DIRECTIONS FOR THIS TASK: Could you arrange the lines below as a JSON list of strings, one string per line, running from the start of the records up to and including the line with "top-left (163, 102), bottom-right (207, 165)", with blank lines and pictures left out?

(Records from a data source)
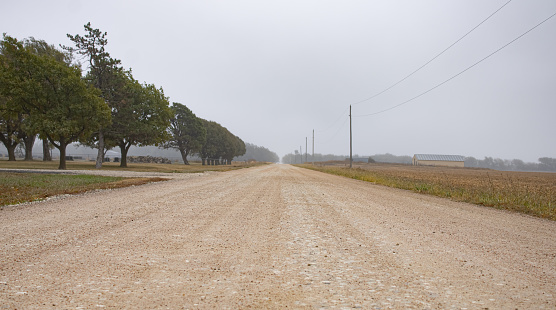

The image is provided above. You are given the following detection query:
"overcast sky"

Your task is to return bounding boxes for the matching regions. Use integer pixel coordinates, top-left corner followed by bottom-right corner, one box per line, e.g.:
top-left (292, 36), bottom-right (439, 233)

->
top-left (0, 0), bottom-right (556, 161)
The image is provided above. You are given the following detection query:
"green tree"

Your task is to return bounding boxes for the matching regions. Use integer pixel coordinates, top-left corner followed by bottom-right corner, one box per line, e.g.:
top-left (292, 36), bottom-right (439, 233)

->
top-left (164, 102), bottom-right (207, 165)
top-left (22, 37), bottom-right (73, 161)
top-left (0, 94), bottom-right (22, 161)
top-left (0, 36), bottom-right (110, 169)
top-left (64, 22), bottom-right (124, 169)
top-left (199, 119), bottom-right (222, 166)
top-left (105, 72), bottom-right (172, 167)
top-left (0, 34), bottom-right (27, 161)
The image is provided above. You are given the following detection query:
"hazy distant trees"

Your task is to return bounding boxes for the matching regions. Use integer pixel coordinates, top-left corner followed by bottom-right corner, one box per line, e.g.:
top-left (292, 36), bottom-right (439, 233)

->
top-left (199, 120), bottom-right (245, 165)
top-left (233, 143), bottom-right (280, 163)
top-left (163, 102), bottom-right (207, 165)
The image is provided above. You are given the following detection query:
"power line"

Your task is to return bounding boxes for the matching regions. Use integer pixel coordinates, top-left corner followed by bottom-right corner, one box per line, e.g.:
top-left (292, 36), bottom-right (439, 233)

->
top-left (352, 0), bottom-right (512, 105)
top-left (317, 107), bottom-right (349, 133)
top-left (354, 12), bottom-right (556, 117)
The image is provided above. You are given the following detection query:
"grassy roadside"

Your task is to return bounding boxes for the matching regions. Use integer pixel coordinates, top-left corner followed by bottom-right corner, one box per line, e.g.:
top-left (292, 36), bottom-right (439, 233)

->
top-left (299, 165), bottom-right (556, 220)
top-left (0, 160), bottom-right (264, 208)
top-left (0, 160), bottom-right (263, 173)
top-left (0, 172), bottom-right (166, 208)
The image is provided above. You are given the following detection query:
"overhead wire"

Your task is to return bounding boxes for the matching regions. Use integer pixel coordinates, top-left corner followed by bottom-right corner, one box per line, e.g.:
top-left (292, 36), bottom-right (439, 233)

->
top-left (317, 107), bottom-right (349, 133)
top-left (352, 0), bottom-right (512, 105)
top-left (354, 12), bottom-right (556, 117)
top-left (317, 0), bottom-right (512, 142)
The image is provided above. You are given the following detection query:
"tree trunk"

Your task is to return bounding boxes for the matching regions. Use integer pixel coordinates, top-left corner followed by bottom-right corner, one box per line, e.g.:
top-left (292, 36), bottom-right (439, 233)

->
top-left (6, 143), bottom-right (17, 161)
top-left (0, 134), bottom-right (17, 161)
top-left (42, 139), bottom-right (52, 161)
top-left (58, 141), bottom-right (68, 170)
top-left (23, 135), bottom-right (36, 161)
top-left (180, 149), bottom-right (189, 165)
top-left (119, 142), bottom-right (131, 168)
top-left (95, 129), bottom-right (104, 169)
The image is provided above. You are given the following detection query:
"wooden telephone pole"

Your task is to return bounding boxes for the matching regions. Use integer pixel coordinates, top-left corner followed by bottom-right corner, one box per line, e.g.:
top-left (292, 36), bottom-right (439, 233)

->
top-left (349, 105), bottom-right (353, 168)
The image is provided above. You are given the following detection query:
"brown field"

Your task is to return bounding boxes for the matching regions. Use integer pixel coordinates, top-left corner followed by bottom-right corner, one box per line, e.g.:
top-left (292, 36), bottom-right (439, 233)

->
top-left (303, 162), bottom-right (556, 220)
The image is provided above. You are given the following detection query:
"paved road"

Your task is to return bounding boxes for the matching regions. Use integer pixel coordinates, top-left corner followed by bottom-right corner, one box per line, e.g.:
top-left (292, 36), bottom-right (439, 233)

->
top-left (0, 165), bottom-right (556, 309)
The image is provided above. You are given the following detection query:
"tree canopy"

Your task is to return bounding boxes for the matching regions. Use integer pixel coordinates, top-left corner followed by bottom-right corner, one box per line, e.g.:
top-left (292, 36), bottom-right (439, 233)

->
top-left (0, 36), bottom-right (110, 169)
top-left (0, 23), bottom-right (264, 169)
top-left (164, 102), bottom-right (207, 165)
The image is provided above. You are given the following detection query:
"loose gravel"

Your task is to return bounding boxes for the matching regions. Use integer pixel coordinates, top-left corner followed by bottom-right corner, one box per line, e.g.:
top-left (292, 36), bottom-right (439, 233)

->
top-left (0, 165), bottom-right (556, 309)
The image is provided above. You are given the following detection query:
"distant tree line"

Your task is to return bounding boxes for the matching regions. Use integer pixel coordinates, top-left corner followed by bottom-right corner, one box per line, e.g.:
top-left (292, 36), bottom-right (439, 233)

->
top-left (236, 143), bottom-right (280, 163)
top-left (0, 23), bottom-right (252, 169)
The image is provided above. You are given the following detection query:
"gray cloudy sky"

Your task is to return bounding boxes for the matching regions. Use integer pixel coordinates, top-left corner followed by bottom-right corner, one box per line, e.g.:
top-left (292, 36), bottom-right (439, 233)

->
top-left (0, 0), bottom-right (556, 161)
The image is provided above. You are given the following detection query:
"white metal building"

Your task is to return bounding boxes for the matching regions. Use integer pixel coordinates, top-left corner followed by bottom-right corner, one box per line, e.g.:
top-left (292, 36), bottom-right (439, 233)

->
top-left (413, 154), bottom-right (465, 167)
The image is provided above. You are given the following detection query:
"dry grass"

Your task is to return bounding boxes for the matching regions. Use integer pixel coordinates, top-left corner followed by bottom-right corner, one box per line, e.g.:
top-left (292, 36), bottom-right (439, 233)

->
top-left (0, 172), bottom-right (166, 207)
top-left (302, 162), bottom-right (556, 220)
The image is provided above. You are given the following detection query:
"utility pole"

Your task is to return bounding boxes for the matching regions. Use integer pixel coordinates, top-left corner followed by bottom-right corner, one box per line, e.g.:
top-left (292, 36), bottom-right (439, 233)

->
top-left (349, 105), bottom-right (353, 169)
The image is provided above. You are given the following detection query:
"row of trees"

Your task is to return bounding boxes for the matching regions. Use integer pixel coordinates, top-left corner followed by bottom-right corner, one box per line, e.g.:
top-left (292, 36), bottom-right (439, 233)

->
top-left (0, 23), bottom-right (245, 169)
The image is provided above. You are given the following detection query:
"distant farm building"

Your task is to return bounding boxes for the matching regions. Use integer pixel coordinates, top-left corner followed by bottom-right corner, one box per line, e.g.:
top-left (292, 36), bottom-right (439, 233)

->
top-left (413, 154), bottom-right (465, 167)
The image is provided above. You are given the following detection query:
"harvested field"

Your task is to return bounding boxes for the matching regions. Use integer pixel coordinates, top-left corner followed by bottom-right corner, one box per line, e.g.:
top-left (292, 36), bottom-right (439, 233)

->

TASK ANSWER:
[
  "The image is provided above. You are given the following detection query:",
  "\"overcast sky\"",
  "Your task is to return bounding boxes for the matching regions. Use integer pixel coordinates, top-left corner followed by bottom-right corner, one box per line, e.g.:",
  "top-left (292, 36), bottom-right (439, 233)",
  "->",
  "top-left (0, 0), bottom-right (556, 161)",
  "The image is provided above. You are given the following detection query:",
  "\"green tree\"",
  "Your task is to return bounding boxes for the matching regions. Use integer pixel coordinates, top-left corner followed by bottom-right corner, one box per line, e.g.:",
  "top-left (292, 36), bottom-right (439, 233)",
  "->",
  "top-left (164, 102), bottom-right (207, 165)",
  "top-left (22, 37), bottom-right (73, 161)",
  "top-left (0, 94), bottom-right (22, 161)",
  "top-left (0, 36), bottom-right (110, 169)",
  "top-left (64, 22), bottom-right (124, 169)",
  "top-left (199, 119), bottom-right (222, 166)",
  "top-left (105, 72), bottom-right (172, 167)",
  "top-left (0, 34), bottom-right (27, 161)",
  "The image is provided above. You are given the following detection query:",
  "\"hazy distant trees\"",
  "Your task is to return bounding boxes for the matching regions. Use integer pixel coordinates, top-left corner followed by bottom-right corner, one box per line, e.g.:",
  "top-left (292, 36), bottom-right (439, 233)",
  "->",
  "top-left (199, 120), bottom-right (245, 165)",
  "top-left (233, 143), bottom-right (280, 163)",
  "top-left (163, 102), bottom-right (207, 165)"
]